_Text block_.
◇ ◇ ◇ ◇

Soldiers injured in Afghanistan attack in Birmingham for treatment
“I just don’t see what the alternative is. We could as an alliance down tools, but that would made a complete mockery of the strategy in Afghanistan. We have to train up forces and police to take the place of the Western forces that are there now. It’s the only game in town. This is a tragedy but it is isolated.”
Former commander of the Royal Marines Major General Julian Thompson said that it was “very worrying” that the murders were carried out by an Afghan policeman.
But he said: “What happened in Nad-e’Ali must seem like a terrible betrayal. However, difficult as it is, they have to carry on. We do not have an indefinite timeframe in Afghanistan and patience will wear thin unless tangible progress is made.”
The British soldiers had been living and working at the police checkpoint for about a fortnight as part of a team mentoring Afghan National Police officers.
Training is being given to the army and police there to build up security so that international forces can eventually withdraw.
British troops are thought to be involved in a manhunt for the assassin named by tribal elders as Taliban member Gulbuddin.
Prime Minister Gordon Brown paid tribute to the soldiers describing their deaths as a “terrible loss”.

◇ ◇ ◇ ◇

_Source data_.
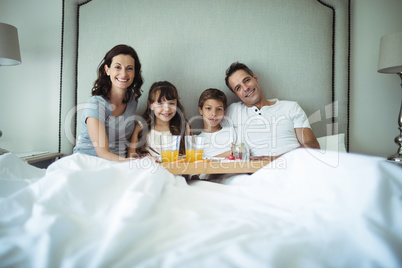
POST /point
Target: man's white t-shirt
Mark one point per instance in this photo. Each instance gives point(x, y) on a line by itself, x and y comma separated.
point(218, 142)
point(269, 130)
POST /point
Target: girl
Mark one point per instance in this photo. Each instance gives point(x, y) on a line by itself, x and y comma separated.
point(107, 122)
point(164, 116)
point(217, 139)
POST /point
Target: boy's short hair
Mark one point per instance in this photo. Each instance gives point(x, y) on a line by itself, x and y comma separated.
point(212, 93)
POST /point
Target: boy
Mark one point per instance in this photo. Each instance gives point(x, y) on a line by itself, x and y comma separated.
point(217, 139)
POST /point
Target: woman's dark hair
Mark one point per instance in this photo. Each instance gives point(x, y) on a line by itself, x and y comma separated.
point(103, 84)
point(177, 125)
point(212, 93)
point(235, 67)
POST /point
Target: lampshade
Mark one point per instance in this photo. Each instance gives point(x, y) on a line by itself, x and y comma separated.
point(9, 45)
point(390, 58)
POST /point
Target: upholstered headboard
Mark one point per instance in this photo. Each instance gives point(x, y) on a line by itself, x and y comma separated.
point(299, 50)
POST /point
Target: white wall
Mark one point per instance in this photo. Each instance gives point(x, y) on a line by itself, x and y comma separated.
point(29, 93)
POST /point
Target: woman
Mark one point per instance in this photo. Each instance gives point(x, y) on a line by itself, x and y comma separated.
point(107, 122)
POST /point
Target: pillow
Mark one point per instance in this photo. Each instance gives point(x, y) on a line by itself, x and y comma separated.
point(333, 142)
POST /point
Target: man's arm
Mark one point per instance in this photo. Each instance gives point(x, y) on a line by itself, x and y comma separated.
point(307, 138)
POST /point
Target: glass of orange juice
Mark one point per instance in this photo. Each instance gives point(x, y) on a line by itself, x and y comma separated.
point(170, 148)
point(194, 148)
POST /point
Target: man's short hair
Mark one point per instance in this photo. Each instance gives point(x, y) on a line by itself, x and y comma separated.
point(212, 93)
point(235, 67)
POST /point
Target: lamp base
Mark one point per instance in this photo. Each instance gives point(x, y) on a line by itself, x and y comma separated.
point(395, 158)
point(3, 151)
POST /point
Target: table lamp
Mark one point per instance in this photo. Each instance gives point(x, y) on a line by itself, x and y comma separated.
point(9, 51)
point(390, 62)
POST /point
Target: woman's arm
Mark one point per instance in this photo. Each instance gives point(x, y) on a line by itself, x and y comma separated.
point(97, 134)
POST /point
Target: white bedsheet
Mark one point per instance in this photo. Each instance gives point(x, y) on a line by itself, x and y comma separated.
point(341, 210)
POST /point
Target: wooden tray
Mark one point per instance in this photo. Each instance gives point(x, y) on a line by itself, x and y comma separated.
point(214, 167)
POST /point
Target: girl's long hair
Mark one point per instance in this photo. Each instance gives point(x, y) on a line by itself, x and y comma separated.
point(103, 85)
point(177, 125)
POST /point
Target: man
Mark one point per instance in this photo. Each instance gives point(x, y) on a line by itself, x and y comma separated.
point(269, 127)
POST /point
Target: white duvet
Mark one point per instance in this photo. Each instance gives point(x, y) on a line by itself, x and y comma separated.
point(307, 209)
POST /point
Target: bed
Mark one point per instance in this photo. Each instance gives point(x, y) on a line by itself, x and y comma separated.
point(308, 208)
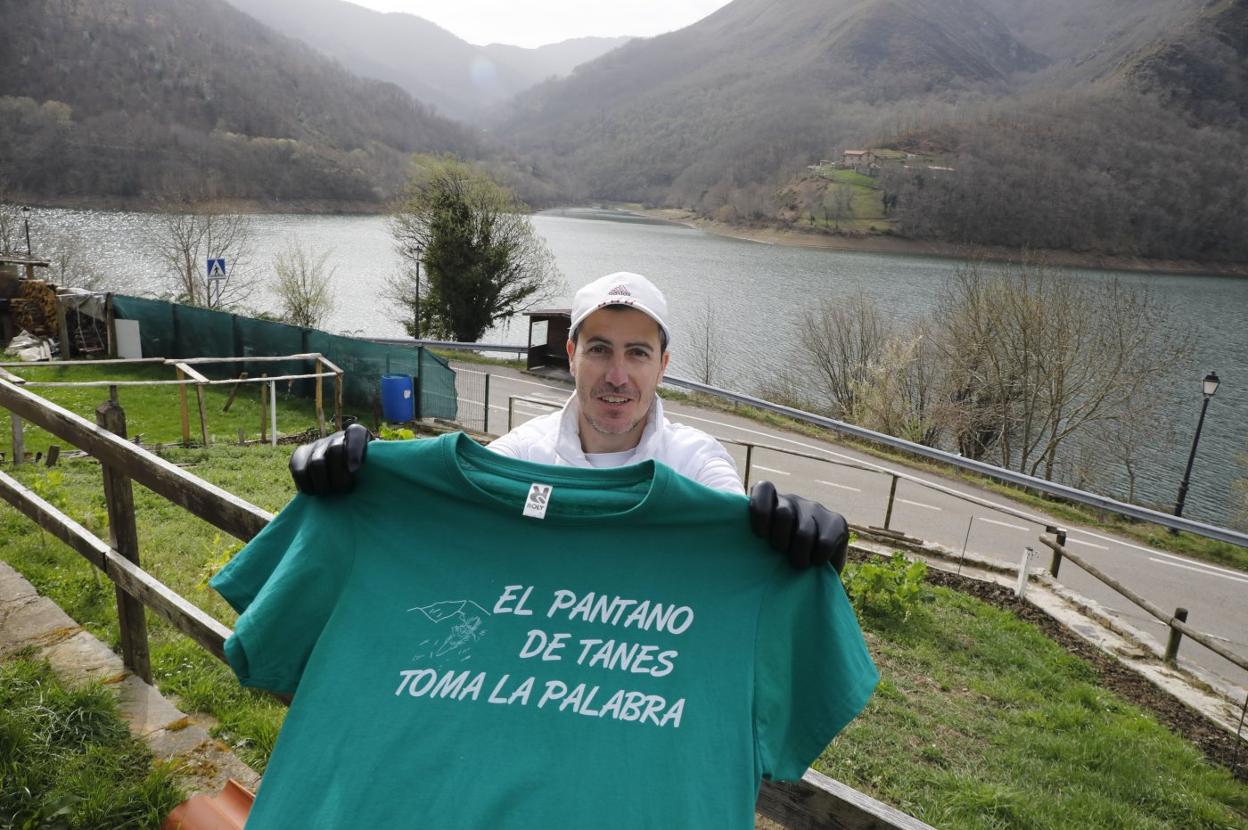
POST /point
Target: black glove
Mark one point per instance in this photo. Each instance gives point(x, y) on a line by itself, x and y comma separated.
point(327, 466)
point(805, 531)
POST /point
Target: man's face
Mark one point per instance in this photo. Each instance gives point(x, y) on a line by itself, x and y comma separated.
point(618, 365)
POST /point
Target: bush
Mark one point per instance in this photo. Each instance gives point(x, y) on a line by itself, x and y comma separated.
point(890, 588)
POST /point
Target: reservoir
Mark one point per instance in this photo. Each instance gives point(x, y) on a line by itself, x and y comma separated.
point(756, 295)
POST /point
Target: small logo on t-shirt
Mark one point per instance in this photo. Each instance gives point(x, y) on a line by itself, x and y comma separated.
point(537, 501)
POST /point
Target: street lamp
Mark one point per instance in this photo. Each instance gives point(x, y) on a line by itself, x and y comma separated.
point(1211, 386)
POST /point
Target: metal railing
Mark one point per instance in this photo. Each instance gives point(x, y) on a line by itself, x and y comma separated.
point(451, 345)
point(991, 471)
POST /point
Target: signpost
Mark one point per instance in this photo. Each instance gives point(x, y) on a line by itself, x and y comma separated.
point(216, 280)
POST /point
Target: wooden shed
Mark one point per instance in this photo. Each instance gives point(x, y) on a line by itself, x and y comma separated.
point(548, 338)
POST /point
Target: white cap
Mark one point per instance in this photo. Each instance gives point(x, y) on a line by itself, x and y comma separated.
point(620, 288)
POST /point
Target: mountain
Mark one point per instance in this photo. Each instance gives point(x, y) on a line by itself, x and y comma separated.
point(1110, 126)
point(433, 65)
point(758, 85)
point(137, 99)
point(1203, 68)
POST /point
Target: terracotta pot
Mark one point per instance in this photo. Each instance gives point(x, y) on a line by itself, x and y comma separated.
point(225, 811)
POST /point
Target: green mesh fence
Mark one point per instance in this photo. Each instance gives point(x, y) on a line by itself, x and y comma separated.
point(172, 330)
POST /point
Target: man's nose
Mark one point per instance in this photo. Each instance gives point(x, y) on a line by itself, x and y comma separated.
point(615, 373)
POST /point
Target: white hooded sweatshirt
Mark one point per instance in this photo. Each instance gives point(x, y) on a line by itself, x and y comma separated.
point(555, 439)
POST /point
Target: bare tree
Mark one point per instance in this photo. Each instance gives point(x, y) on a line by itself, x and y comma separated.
point(840, 342)
point(303, 285)
point(705, 350)
point(483, 260)
point(185, 240)
point(897, 391)
point(1035, 356)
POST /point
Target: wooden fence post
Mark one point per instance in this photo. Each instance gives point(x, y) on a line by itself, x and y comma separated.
point(484, 418)
point(204, 419)
point(63, 331)
point(19, 442)
point(1174, 638)
point(124, 538)
point(181, 400)
point(337, 401)
point(887, 513)
point(320, 398)
point(234, 391)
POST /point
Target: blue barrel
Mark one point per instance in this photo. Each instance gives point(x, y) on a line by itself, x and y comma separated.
point(397, 401)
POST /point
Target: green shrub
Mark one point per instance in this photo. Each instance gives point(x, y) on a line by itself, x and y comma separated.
point(889, 588)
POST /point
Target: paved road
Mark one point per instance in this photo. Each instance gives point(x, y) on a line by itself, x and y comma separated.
point(858, 486)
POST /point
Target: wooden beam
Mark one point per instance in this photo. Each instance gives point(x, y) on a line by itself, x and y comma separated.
point(234, 392)
point(100, 362)
point(124, 537)
point(215, 506)
point(250, 358)
point(185, 617)
point(819, 801)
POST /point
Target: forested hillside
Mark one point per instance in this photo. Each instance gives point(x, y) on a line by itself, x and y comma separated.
point(432, 64)
point(1105, 126)
point(147, 99)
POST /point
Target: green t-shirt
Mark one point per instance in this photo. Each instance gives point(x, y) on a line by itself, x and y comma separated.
point(627, 655)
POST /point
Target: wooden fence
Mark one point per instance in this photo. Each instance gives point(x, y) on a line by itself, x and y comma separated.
point(186, 375)
point(816, 801)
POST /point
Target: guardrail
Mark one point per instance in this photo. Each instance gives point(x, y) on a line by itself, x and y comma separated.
point(999, 473)
point(813, 803)
point(451, 345)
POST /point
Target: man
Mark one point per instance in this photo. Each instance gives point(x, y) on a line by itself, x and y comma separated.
point(617, 352)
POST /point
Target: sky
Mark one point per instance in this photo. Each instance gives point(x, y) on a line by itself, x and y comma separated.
point(536, 23)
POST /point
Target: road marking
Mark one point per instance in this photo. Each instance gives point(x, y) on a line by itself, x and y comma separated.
point(1155, 552)
point(861, 463)
point(770, 469)
point(1201, 571)
point(1005, 524)
point(844, 487)
point(1091, 544)
point(518, 407)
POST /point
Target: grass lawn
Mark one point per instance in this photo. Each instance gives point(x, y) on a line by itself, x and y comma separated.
point(980, 720)
point(68, 760)
point(152, 411)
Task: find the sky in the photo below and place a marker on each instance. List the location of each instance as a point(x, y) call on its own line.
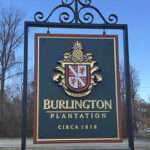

◇ ◇ ◇ ◇

_What you are asked to do_. Reproduce the report on the Afghanistan attack verbatim, beginning at the words "Soldiers injured in" and stopping after the words "an Afghan policeman.".

_Response_.
Soldiers injured in Afghanistan attack in Birmingham for treatment
“I just don’t see what the alternative is. We could as an alliance down tools, but that would made a complete mockery of the strategy in Afghanistan. We have to train up forces and police to take the place of the Western forces that are there now. It’s the only game in town. This is a tragedy but it is isolated.”
Former commander of the Royal Marines Major General Julian Thompson said that it was “very worrying” that the murders were carried out by an Afghan policeman.